Directions: Count the lines in the records below that contain the word "white". Give only the number.

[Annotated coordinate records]
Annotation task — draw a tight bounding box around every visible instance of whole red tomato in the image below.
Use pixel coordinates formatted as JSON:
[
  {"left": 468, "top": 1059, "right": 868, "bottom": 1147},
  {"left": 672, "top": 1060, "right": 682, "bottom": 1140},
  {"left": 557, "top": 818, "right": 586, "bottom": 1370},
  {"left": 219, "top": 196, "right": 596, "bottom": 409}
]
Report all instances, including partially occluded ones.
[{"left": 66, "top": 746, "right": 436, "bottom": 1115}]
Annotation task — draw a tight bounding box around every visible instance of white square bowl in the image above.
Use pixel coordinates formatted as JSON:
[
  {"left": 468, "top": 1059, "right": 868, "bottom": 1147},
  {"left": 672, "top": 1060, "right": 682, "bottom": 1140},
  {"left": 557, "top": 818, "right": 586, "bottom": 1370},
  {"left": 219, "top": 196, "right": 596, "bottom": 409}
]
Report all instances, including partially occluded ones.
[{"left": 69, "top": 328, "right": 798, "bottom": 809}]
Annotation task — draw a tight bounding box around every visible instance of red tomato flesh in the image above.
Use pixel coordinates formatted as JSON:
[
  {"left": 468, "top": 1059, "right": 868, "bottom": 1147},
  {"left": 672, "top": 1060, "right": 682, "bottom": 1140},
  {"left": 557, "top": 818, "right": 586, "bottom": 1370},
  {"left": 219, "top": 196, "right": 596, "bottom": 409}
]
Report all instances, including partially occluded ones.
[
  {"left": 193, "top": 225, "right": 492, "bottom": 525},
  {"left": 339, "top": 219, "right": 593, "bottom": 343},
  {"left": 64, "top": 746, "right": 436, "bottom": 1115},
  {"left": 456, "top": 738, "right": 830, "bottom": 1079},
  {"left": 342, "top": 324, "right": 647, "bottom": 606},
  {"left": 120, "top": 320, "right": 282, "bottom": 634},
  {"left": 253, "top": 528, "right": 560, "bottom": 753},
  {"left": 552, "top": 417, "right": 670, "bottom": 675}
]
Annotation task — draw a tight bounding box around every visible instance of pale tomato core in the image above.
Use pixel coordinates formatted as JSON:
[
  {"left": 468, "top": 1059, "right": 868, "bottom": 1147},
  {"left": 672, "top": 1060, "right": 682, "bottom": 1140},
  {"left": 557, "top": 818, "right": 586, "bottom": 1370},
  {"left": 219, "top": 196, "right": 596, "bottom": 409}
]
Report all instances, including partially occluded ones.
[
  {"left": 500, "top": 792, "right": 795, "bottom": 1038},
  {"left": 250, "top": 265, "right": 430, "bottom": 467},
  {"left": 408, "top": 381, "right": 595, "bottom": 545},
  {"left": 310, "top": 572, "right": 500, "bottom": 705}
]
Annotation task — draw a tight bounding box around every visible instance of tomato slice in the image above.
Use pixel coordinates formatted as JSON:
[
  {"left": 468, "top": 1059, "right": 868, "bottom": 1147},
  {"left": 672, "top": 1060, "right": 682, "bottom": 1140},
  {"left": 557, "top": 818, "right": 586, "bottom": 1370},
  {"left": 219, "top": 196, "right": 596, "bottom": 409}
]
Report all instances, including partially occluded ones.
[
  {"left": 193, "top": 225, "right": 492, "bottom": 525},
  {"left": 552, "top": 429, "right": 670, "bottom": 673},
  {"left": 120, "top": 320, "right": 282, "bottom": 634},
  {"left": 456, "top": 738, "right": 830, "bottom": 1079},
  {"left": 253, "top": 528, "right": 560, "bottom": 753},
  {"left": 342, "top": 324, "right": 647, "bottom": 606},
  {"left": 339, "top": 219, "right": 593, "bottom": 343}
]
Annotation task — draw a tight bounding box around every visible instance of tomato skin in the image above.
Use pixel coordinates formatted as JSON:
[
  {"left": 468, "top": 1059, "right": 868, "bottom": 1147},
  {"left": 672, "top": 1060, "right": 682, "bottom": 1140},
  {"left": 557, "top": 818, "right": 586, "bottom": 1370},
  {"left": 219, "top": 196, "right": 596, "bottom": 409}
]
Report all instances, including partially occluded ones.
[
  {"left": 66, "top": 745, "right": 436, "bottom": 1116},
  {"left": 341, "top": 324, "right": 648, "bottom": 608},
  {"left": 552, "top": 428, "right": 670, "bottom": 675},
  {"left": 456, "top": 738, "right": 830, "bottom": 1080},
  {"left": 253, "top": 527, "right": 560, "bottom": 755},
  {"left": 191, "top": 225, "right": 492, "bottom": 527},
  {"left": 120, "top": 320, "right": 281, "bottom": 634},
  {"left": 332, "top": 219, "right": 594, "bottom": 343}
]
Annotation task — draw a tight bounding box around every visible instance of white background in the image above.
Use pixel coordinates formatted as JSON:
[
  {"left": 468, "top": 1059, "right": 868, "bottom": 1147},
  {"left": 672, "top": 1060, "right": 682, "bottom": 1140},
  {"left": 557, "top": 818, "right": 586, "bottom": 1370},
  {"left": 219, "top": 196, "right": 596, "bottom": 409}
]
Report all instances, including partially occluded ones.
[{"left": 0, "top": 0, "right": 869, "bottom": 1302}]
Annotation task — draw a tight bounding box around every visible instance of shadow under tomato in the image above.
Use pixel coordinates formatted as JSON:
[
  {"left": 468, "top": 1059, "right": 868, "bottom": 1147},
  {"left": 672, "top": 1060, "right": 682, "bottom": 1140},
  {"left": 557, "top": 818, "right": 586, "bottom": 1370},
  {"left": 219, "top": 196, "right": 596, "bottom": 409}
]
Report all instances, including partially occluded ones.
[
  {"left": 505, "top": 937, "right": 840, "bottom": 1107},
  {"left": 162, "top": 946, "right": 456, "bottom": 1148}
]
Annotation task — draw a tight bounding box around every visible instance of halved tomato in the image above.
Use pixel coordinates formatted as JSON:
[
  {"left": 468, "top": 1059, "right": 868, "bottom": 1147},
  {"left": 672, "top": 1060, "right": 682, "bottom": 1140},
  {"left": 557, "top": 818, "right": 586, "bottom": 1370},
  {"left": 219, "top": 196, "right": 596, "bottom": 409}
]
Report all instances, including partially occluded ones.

Solution for this exercise: 2